El verdadero amor tiene exigencias

            Entonces llega uno a comprender bien cómo con ese amor a Dios miles de problemas quedan resueltos. El cristianismo, la vida cristiana de una persona, la vida cristiana de un grupo, de una parroquia, de una comunidad religiosa, con este amor y al tratar de moverse con ese dinamismo que el amor a Dios imprime, nos evitará caer en el concepto de un Dios legalista, estrecho, pobre, que es lo más opuesto a la grandeza del Evangelio; y nos evitará también caer en el otro extremo: en el de un Dios convertido en nebulosa, sin exigencias, sin mandamientos, sin vínculos. Si hay amor hay vínculos que unen. Si hay amor de Dios a los hombres tiene que manifestarse en relaciones concretadas por Dios, las cuales van buscando la pureza de corazón, el desprendimiento, la humildad, la generosidad en la donación; no el autoengaño, no la tiranía, no el egoísmo, no la falsa religiosidad. Entonces cuando se ve a Dios así, manifestado de ese modo, se admiten sus leyes porque son leyes de amor, pero no se cae en la visión torpe de un Dios legalista que estuviera como un policía a nuestro lado para pedirnos cuenta estrecha de nuestros actos. Nos la pedirá, sí; pero en nombre de un amor no correspondido y en la medida en que se nos haya manifestado a nosotros. Pero aun eso será también una demostración de su amor y de su misericordia.

Un materialismo sin ideales

            Y lo mismo para la vida social. Yo decía a ese cardenal de Corea que no me atrevía a darle respuestas muy concretas sobre lo que estaba viendo suceder –y temo que haya de seguir sucediendo- en esta España a la que nos referimos, con su tradición católica, que estiman más ellos que nosotros, muchas veces. No quería concretarle demasiado; pero, al ver lo que está pasando, vuelvo a hacer una relación también desde este punto de vista de la consideración social de los pueblos o de la marcha de las culturas y me doy cuenta de lo siguiente: lo mismo que en la relación de una persona con Dios se trata de mantener los vínculos del amor puro, para llegar a contemplar la verdad, lo mismo hay que mantenerlos en la vida social de los pueblos si se quiere que perdure el sentido cristiano que les ha distinguido. Mas cuando, al contrario, sucede lo que está sucediendo, el porvenir puede ser trágico.

◆ **DATOS PROPORCIONADOS**
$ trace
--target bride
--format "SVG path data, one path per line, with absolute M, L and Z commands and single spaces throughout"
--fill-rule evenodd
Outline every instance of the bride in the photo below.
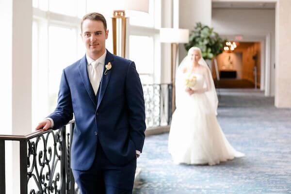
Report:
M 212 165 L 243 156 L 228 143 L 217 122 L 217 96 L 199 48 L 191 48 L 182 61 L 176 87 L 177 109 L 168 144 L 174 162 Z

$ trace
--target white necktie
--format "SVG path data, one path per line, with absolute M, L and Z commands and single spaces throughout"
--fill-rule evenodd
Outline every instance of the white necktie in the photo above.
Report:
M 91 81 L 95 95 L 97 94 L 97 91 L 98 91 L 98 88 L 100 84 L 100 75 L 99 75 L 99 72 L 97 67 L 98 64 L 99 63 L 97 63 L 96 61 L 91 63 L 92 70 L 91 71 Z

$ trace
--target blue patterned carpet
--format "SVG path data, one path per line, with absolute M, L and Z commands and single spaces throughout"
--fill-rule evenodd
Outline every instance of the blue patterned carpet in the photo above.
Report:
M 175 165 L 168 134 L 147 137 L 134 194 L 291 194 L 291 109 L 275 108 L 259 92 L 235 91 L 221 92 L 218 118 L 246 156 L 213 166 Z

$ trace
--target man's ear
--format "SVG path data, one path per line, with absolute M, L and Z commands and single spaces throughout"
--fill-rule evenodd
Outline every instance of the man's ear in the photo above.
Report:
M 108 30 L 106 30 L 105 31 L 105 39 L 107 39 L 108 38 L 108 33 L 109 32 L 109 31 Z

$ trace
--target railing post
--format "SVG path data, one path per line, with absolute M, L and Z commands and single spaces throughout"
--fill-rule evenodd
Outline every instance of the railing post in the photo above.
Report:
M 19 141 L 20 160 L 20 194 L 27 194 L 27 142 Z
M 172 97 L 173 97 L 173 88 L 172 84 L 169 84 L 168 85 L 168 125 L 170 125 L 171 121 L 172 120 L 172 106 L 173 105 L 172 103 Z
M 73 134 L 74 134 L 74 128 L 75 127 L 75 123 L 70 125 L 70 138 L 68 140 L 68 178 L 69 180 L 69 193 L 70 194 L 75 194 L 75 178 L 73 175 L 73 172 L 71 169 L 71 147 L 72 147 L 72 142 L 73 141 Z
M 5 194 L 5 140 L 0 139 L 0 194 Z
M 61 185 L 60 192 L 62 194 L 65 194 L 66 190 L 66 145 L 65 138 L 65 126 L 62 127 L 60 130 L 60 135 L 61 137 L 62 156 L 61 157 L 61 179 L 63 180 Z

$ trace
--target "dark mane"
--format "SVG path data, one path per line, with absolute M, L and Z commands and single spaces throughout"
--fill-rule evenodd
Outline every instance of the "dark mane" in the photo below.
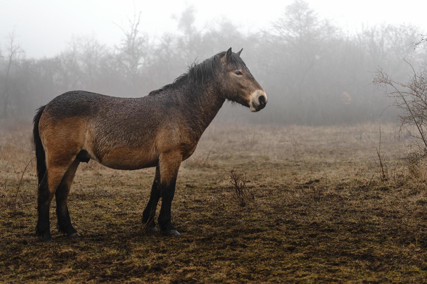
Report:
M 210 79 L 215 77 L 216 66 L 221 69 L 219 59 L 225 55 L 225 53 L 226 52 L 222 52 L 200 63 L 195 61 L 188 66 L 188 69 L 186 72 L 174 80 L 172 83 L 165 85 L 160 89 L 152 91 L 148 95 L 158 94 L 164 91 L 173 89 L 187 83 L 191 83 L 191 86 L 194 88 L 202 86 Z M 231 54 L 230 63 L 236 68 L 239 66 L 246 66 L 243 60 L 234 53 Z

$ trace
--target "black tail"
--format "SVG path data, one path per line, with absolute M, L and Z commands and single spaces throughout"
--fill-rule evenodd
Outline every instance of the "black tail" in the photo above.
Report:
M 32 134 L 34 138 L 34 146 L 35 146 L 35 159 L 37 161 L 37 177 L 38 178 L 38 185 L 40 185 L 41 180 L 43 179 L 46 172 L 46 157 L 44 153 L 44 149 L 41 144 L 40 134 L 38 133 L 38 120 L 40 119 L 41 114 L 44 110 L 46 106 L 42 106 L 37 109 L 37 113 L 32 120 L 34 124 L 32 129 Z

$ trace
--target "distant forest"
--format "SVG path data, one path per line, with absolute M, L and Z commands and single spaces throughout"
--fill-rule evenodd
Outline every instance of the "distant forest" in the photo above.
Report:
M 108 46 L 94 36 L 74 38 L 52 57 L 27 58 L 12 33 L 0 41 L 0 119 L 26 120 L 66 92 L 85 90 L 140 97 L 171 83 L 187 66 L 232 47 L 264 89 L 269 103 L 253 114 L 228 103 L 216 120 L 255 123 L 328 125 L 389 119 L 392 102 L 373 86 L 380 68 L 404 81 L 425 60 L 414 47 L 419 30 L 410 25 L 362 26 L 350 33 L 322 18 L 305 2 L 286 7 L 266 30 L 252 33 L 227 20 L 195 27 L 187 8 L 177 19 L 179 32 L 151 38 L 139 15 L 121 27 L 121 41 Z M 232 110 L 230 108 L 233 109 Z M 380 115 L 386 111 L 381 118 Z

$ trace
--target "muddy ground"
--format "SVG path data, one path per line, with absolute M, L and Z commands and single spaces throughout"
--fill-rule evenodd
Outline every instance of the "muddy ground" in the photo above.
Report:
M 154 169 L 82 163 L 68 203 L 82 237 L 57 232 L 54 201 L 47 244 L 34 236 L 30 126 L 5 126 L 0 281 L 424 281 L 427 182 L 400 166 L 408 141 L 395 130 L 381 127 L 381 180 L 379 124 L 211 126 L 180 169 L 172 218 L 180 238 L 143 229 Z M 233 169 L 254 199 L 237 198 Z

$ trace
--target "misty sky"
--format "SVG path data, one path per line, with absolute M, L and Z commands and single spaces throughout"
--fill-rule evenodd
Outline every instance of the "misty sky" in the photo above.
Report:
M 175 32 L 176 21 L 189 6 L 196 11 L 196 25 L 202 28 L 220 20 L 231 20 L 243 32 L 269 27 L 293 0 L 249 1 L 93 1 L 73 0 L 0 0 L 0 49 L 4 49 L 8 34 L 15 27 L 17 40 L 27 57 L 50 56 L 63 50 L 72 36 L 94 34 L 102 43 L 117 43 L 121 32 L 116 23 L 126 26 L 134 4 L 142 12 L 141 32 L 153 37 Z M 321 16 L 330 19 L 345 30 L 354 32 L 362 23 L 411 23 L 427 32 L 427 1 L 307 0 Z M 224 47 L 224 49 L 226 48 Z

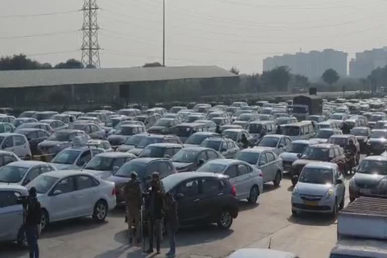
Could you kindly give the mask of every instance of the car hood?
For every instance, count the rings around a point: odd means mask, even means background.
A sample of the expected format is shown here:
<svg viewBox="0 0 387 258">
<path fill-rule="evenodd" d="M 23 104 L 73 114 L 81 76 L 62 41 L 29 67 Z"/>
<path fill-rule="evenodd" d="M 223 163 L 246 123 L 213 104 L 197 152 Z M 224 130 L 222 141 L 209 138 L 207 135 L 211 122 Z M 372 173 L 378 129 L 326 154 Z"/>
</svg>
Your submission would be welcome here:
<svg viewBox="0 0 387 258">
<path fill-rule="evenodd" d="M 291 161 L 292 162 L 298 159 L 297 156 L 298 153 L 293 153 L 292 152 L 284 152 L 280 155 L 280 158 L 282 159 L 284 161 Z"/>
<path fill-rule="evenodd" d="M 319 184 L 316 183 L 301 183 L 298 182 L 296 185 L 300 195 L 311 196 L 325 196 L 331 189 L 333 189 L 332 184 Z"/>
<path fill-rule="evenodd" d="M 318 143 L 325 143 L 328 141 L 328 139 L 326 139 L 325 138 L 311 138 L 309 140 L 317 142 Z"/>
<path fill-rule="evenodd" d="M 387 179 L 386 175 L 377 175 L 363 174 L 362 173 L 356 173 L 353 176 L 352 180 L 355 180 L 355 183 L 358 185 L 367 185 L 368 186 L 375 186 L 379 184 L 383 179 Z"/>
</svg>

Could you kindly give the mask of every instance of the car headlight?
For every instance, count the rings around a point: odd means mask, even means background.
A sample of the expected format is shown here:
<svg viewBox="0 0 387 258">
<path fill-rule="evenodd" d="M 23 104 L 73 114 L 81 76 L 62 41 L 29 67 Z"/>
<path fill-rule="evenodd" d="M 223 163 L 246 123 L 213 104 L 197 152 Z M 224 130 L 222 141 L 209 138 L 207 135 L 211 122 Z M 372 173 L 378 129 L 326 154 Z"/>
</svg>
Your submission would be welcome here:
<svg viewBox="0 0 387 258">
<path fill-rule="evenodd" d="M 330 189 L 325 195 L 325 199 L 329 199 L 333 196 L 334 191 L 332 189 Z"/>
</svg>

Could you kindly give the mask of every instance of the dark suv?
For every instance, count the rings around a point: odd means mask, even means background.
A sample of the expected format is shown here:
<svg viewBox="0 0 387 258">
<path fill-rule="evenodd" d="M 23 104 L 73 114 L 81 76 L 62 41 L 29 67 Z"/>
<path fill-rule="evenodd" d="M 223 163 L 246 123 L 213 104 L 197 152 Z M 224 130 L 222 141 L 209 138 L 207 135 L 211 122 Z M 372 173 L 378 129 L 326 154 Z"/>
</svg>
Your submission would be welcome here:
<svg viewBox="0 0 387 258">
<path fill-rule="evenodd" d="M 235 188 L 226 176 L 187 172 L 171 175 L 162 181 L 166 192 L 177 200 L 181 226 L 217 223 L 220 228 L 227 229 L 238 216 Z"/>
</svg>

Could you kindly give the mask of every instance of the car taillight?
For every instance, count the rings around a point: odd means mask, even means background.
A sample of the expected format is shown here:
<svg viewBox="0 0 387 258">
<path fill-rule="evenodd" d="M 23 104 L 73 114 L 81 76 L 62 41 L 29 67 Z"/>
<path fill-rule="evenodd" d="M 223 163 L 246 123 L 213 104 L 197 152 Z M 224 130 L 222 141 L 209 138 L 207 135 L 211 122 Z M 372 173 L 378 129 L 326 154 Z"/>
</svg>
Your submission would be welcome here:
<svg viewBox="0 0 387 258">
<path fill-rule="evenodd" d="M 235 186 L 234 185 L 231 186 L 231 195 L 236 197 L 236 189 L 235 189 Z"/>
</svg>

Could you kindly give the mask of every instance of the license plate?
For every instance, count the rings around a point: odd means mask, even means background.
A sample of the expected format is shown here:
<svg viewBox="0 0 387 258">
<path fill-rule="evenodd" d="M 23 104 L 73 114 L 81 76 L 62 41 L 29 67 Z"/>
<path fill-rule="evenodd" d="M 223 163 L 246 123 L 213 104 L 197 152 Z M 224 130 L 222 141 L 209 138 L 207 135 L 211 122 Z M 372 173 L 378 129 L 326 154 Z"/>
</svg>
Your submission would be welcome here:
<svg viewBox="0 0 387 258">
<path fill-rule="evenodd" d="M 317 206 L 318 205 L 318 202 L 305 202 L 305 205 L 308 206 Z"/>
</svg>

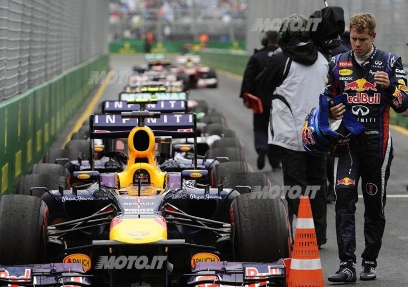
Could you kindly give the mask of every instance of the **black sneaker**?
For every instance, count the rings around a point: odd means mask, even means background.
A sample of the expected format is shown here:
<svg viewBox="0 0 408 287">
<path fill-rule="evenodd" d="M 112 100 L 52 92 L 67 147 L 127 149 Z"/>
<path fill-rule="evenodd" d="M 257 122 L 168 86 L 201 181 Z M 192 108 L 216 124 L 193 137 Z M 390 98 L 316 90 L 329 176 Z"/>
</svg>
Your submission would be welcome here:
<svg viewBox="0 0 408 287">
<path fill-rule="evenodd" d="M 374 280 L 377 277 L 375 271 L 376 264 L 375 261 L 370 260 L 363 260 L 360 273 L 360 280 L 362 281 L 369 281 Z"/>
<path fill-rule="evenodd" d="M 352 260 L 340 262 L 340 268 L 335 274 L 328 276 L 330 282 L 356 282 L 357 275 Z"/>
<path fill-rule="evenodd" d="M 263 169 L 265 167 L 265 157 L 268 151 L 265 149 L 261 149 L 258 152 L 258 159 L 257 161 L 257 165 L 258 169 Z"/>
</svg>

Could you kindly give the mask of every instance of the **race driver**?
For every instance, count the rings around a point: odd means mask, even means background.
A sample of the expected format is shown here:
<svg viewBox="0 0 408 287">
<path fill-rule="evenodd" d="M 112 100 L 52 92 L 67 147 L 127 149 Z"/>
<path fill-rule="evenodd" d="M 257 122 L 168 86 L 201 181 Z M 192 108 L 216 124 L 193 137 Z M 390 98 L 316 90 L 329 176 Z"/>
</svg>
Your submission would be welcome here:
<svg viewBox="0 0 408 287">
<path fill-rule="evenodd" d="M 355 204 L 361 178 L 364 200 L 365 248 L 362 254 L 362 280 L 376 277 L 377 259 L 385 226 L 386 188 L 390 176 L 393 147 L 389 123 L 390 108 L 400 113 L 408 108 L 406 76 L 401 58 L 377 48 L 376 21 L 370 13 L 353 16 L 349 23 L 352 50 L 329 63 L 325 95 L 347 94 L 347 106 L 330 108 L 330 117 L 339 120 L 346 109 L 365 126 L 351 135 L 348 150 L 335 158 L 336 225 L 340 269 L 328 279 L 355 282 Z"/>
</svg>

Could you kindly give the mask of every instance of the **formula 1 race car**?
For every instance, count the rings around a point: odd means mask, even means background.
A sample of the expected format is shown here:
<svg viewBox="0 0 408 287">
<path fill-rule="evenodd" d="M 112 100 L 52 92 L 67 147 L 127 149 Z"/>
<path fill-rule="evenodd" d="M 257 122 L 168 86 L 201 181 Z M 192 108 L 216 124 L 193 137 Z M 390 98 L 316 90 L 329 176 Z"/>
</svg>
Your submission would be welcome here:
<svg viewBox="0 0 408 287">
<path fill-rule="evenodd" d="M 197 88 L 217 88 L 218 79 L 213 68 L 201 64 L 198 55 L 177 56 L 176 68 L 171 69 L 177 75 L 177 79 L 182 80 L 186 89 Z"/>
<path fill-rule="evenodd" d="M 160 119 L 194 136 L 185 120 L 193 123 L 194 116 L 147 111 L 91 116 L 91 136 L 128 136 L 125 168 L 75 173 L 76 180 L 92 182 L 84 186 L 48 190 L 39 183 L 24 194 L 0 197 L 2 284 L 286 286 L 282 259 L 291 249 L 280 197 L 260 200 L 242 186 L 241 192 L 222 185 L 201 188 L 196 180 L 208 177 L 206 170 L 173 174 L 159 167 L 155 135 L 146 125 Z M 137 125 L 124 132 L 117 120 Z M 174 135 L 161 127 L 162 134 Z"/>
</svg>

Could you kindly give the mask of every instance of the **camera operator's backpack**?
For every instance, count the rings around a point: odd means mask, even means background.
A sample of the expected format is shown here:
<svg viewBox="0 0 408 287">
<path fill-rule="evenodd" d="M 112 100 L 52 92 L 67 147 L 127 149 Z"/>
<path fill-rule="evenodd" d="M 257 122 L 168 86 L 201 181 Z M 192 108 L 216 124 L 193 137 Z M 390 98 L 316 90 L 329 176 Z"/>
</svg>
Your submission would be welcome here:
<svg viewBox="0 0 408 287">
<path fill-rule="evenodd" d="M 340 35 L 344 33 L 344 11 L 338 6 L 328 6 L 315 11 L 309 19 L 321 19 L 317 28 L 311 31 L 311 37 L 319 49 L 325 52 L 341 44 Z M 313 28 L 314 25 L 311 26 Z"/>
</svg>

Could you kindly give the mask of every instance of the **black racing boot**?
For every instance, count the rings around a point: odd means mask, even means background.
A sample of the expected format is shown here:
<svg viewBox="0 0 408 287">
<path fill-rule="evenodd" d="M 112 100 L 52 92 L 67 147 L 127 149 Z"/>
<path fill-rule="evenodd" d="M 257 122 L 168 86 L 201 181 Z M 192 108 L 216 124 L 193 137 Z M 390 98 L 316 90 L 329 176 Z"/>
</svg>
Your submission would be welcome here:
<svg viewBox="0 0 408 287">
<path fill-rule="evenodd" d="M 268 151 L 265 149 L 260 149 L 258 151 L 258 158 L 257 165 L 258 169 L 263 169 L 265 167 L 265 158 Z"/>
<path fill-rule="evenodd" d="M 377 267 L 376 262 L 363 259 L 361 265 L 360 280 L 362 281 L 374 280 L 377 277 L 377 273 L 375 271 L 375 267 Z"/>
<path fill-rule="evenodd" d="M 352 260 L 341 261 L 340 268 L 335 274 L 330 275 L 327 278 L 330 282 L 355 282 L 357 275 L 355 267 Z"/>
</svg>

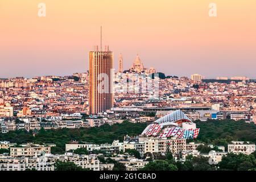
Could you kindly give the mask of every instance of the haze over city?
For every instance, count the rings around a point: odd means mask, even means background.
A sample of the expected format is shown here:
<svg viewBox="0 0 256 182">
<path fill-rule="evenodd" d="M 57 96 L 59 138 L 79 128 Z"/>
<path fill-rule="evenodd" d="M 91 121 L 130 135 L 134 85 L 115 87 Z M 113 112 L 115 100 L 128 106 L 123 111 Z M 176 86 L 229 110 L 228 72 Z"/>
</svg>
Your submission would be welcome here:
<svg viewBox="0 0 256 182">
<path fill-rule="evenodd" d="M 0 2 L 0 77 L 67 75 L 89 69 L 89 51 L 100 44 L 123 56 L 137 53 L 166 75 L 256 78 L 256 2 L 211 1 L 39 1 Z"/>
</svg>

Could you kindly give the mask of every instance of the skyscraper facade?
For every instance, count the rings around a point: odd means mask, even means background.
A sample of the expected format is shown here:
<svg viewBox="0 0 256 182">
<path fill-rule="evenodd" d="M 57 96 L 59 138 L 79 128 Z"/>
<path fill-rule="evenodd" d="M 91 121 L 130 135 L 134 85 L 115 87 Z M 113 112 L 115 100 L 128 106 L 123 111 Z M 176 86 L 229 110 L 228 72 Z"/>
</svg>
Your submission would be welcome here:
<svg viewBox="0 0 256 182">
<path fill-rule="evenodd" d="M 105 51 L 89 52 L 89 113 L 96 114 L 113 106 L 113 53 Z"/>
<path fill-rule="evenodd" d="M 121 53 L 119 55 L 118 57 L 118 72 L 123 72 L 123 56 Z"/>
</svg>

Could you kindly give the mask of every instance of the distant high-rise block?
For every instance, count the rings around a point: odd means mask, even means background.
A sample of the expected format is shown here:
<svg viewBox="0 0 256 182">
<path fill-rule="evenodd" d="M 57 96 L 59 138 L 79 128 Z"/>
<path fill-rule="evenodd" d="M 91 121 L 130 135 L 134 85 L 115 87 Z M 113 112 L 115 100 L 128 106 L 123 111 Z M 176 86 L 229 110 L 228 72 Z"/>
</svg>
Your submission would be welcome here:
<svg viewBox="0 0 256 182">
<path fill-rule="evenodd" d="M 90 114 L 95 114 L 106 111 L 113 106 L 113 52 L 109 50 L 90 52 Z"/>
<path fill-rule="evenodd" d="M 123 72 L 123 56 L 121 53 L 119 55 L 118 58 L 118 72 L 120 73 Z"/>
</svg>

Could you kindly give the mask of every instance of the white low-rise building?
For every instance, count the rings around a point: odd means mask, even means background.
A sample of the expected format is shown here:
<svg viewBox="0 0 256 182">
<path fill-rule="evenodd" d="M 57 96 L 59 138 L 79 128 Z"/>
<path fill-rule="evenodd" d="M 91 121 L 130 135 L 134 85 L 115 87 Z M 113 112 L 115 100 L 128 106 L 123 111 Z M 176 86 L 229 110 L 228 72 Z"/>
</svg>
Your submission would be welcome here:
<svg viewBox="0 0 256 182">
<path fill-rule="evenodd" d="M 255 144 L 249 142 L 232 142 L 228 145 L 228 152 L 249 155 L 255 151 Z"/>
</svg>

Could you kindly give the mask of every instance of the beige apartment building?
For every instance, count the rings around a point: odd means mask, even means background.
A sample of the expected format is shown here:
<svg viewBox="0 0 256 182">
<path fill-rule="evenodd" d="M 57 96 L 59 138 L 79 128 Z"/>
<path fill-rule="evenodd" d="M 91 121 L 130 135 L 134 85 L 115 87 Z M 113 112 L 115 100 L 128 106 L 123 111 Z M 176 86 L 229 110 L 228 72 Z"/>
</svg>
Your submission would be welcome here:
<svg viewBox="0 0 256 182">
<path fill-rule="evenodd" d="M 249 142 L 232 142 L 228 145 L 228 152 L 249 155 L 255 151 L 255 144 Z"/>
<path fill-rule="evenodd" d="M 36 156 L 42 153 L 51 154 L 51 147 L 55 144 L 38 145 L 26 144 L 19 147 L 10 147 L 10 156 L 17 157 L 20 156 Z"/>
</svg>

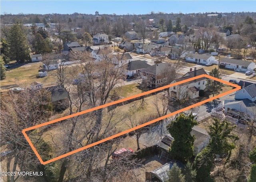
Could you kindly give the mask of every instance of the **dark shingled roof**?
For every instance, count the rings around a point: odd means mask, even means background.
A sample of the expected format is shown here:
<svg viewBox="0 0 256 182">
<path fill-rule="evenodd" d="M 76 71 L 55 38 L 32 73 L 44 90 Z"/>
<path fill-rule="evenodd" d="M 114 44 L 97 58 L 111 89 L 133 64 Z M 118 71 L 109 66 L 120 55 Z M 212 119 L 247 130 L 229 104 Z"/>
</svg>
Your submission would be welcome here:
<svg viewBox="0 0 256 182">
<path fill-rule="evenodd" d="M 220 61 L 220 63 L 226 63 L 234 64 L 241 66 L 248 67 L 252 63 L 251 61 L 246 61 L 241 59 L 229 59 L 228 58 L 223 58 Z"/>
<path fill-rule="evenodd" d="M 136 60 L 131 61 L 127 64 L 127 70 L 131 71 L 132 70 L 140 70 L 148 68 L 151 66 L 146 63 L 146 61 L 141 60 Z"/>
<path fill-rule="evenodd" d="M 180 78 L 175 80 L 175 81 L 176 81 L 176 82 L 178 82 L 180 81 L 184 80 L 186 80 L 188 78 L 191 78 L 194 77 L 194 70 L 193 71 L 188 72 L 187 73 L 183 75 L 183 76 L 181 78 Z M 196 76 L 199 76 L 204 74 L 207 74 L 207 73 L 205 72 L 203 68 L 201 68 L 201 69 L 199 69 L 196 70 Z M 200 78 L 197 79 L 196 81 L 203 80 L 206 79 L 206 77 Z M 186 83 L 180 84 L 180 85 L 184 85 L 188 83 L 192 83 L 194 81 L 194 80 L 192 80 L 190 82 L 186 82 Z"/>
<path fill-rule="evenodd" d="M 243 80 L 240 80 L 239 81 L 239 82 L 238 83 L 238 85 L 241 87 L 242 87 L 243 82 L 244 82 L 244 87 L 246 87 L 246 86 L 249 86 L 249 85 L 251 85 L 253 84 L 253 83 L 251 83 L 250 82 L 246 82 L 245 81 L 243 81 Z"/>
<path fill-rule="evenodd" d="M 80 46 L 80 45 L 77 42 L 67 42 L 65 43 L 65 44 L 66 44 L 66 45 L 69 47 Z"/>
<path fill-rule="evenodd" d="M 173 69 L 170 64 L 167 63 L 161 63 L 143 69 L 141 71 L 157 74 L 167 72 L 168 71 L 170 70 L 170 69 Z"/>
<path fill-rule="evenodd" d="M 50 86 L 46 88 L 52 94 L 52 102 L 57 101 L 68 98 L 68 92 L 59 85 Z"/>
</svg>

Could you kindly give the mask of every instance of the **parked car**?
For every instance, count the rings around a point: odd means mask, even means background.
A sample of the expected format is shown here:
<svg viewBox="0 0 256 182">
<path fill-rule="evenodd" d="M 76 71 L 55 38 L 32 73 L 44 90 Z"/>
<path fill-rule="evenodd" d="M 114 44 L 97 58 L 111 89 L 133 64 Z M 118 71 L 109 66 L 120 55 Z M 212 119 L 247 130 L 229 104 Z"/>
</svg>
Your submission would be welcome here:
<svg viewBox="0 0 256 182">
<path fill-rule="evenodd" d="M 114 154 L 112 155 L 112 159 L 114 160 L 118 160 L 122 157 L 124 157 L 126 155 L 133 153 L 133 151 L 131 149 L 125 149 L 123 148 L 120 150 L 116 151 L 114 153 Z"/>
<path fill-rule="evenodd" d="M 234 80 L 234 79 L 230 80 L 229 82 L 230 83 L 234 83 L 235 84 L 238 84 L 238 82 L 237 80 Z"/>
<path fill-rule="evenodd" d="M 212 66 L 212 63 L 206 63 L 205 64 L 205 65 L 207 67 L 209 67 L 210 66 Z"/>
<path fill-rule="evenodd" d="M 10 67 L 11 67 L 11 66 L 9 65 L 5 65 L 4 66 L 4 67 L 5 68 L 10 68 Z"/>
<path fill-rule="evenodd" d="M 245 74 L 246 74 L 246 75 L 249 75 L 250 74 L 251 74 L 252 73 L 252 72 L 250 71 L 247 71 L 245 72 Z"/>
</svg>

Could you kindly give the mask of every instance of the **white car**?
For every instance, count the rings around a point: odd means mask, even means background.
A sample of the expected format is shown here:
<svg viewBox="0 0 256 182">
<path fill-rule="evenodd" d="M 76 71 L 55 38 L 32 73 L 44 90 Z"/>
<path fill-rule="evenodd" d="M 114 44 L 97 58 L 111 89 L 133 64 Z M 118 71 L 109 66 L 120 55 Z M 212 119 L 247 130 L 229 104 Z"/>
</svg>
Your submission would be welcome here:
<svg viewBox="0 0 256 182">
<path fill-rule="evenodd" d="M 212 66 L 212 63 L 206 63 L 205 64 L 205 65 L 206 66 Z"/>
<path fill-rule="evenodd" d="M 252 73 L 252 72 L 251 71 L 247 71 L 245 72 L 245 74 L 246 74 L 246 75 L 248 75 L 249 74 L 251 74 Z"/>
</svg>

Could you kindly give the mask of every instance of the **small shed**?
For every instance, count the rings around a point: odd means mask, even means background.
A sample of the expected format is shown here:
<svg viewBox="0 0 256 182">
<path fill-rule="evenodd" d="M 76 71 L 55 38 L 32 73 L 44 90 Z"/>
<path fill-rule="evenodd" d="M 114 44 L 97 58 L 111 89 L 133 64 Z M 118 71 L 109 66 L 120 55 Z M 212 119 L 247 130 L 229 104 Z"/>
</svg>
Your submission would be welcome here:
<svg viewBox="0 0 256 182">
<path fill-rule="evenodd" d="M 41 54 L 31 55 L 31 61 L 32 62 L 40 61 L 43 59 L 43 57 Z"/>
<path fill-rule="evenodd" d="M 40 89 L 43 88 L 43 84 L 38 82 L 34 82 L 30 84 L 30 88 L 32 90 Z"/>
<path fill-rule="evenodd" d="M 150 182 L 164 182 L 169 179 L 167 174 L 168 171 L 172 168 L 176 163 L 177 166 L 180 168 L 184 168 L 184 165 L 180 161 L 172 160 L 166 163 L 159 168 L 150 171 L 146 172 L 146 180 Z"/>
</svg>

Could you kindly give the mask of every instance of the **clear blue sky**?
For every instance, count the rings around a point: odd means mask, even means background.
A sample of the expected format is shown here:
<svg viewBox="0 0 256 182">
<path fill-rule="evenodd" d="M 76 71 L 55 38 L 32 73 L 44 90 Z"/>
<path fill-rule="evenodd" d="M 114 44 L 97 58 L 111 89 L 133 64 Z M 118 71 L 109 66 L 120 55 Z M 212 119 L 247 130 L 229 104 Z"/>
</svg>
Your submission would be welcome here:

◆ **EJERCICIO ESCRITO 1**
Según el texto, ¿qué hay si hay amor?
◆ **EJERCICIO ESCRITO 2**
Traduce al inglés esta oración del texto: "Pero aun eso será también una demostración de su amor y de su misericordia."
◆ **EJERCICIO ESCRITO 3**
Retoma, por favor, el texto sobre el amor a Dios y la vida social de los pueblos a partir de su última oración.

◆ **RESPUESTA 1**
Hay vínculos que unen.

◆ **RESPUESTA 2**
But even that will also be a demonstration of his love and his mercy.

◆ **RESPUESTA 3**
            Hoy nos domina un materialismo consumista, pero materialismo al fin y al cabo. Enfrente está el otro, el materialismo marxista. Del consumismo del placer y del olvido de Dios en que están cayendo los países de occidente, se pasa inevitablemente al otro, porque el otro termina por tener más fuerza de arrastre: tiene un ideal. Mientras que este otro materialismo en el que van cayendo nuestros países –que solo se sostienen todavía por su potencia bélica o económica-, este otro materialismo lo que hace es disgregarlo todo.

El contraste de Polonia

            Pienso por contraste en Polonia. He ahí un pueblo católico, que frente a un Estado de ateísmo marxista no ha sucumbido; ha mantenido sus ideales. Y ahora se produce, por ejemplo, esa reacción tan asombrosa, cuando ha ido a visitarle un hijo de esa patria: Juan Pablo II. Pero, reflexionemos un poco más. Polonia es un país que después de la última guerra mundial ha venido sufriendo. No ha caído en el materialismo consumista de los países occidentales; no ha quedado como amortiguado, como estamos nosotros; y por eso mismo reacciona tan valientemente frente al materialismo marxista. El hecho de no haber pasado por este otro materialismo destructor, que apaga el fuego de los grandes ideales, la mantiene más firme frente a la otra agresión teológica.
            Acaso esté ahí la explicación, tal como se me ocurre en este momento, de por qué Polonia es capaz de mantener esa fuerza vigorosa que en otros países va desapareciendo. El hecho de que cuando Juan Pablo II se encuentra en la Silesia con los obreros de Polonia y les predica: “Que nadie os arrebate vuestra vida interior, vuestra capacidad de oración”, reciba como respuesta a esa frase el aplauso vibrante del mundo obrero, parece una página del Evangelio escrita en esta época de nuestro mundo. Pero es porque en el materialismo de ese otro tipo no ha entrado el del placer, el de la comodidad, el del Dios nebulosa; el de querer rebajarlo todo; el de ofrecer un cristianismo acomodaticio; el de hablar del pecado, de la virtud, de la unión con Dios con un lenguaje meramente humanista; el de destruir las esencias puras de la religión que Cristo nos enseñó, para quedarnos con un sincretismo religioso que lo mezcla todo, lo aguanta todo, y pasa por todo.
            Santa Teresa no obraba así. Para ella, el Dios que merecía su amor era el Dios de la Santísima Trinidad, Padre, Hijo y Espíritu Santo. No un Dios de nebulosa. Y a través del Evangelio sabía lo que tenía que ser la relación con el Padre, con el Hijo, con el Espíritu Santo.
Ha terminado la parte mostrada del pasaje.